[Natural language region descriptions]

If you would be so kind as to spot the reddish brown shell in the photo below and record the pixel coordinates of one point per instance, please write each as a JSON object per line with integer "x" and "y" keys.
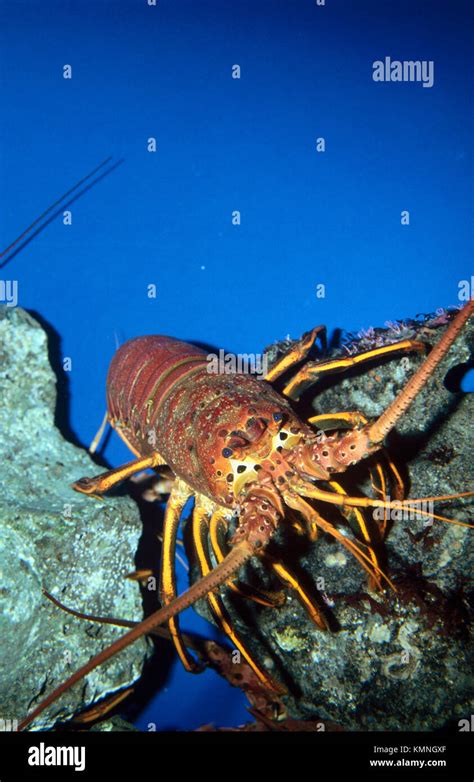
{"x": 161, "y": 397}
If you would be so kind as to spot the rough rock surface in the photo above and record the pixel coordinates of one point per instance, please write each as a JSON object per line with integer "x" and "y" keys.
{"x": 395, "y": 661}
{"x": 51, "y": 537}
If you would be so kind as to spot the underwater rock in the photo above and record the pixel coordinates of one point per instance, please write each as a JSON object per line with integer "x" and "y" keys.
{"x": 53, "y": 538}
{"x": 395, "y": 661}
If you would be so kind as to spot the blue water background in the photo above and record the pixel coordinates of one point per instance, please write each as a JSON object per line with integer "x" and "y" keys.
{"x": 227, "y": 144}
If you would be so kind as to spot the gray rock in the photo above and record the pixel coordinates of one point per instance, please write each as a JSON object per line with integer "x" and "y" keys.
{"x": 77, "y": 548}
{"x": 398, "y": 661}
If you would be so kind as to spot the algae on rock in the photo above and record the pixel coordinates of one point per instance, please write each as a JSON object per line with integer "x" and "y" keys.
{"x": 53, "y": 538}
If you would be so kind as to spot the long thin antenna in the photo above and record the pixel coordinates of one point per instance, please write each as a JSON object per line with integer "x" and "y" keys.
{"x": 53, "y": 206}
{"x": 380, "y": 428}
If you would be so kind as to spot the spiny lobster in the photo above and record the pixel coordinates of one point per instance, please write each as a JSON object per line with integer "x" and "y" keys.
{"x": 237, "y": 446}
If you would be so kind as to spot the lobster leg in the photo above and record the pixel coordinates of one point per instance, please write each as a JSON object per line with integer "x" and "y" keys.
{"x": 291, "y": 581}
{"x": 355, "y": 420}
{"x": 239, "y": 555}
{"x": 297, "y": 353}
{"x": 260, "y": 596}
{"x": 180, "y": 494}
{"x": 313, "y": 517}
{"x": 106, "y": 480}
{"x": 201, "y": 515}
{"x": 375, "y": 580}
{"x": 313, "y": 370}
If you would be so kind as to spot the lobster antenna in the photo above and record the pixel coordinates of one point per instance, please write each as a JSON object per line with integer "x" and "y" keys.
{"x": 53, "y": 206}
{"x": 219, "y": 575}
{"x": 378, "y": 431}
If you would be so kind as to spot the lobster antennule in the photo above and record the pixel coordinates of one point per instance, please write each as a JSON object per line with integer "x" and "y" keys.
{"x": 219, "y": 575}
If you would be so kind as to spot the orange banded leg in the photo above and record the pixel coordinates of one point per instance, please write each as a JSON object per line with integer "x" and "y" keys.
{"x": 291, "y": 581}
{"x": 374, "y": 581}
{"x": 355, "y": 420}
{"x": 106, "y": 480}
{"x": 298, "y": 503}
{"x": 312, "y": 370}
{"x": 297, "y": 353}
{"x": 306, "y": 489}
{"x": 217, "y": 526}
{"x": 202, "y": 512}
{"x": 174, "y": 507}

▸ Task details:
A faithful copy of the records above, without images, is what to give back.

▸ Completed task:
If you would be so kind as to spot the reddish brown shell in the photo below and record the pixel coordinates of one point per instance, please write each as a JSON object per line with integer "x" and "y" keys.
{"x": 161, "y": 397}
If you would be so kind as to spot the rough rock surface in the photo above and record the pixel coordinates of one point per instance, please write each as a JSON object per line with integer "x" and "y" keys.
{"x": 395, "y": 661}
{"x": 51, "y": 537}
If you would be so kind as to spot the underwater rock in the photo above and record the pixel coordinates of one point per instance, please write each as a JSON object per line with integer "x" and "y" keys.
{"x": 53, "y": 538}
{"x": 395, "y": 661}
If you would be so kind as to spot the blue water background in the photo above and record the pixel coordinates of one point per instance, please write each as a JSON object per line with integer "x" and "y" keys.
{"x": 227, "y": 144}
If you would be so kind as to spot the gray rock in the photo above and record the pixel coordinates of one point per instance, please write each as a JSON object per line with integer "x" and "y" keys.
{"x": 77, "y": 548}
{"x": 398, "y": 661}
If you would be so kind as to spot the algae on rock in the photo above and record the pixel coordinates of one point per instance, please write each as a JSON object per line with integer "x" and "y" keys.
{"x": 53, "y": 538}
If you would be so kind as to spot the long thin antenna in the photo above and record the pixel coordinates of one point per instance, please write each as a JSON object per line with integer "x" and "y" keys.
{"x": 53, "y": 206}
{"x": 380, "y": 428}
If you would be so kind as to spot the spiny lobster in the photo above and record the pixel coordinates of one point per instance, please write each as a JSON object per line with integer "x" and "y" keys.
{"x": 237, "y": 446}
If you would be so kind as to spot the lobster leg in the photo above and record the pixel coordinates of one point per instance, please write each as a JSON object per line with integer "x" and "y" keys.
{"x": 291, "y": 581}
{"x": 355, "y": 420}
{"x": 239, "y": 555}
{"x": 297, "y": 353}
{"x": 260, "y": 596}
{"x": 180, "y": 494}
{"x": 313, "y": 517}
{"x": 106, "y": 480}
{"x": 201, "y": 515}
{"x": 375, "y": 580}
{"x": 313, "y": 370}
If you would be so kind as to spot the lobster antenna in the photo above and record the pixel coordinates of one point per instance, please write each as a JSON object per line with integer "x" and "y" keys.
{"x": 53, "y": 206}
{"x": 219, "y": 575}
{"x": 378, "y": 431}
If you would be so kind as to spot the lobster antennule in the photo above and record the pixel coordinates of one point per instance, please write each as a JSON object per line with integer "x" and "y" keys.
{"x": 219, "y": 575}
If you would be so kind as to spot the orange banded leg in the photo above and record the pixel coordinates of one point per instance, please write each as a JSON object per line with integer "x" and "y" keys.
{"x": 291, "y": 581}
{"x": 374, "y": 581}
{"x": 355, "y": 420}
{"x": 106, "y": 480}
{"x": 298, "y": 503}
{"x": 312, "y": 370}
{"x": 297, "y": 353}
{"x": 306, "y": 489}
{"x": 217, "y": 526}
{"x": 202, "y": 512}
{"x": 174, "y": 507}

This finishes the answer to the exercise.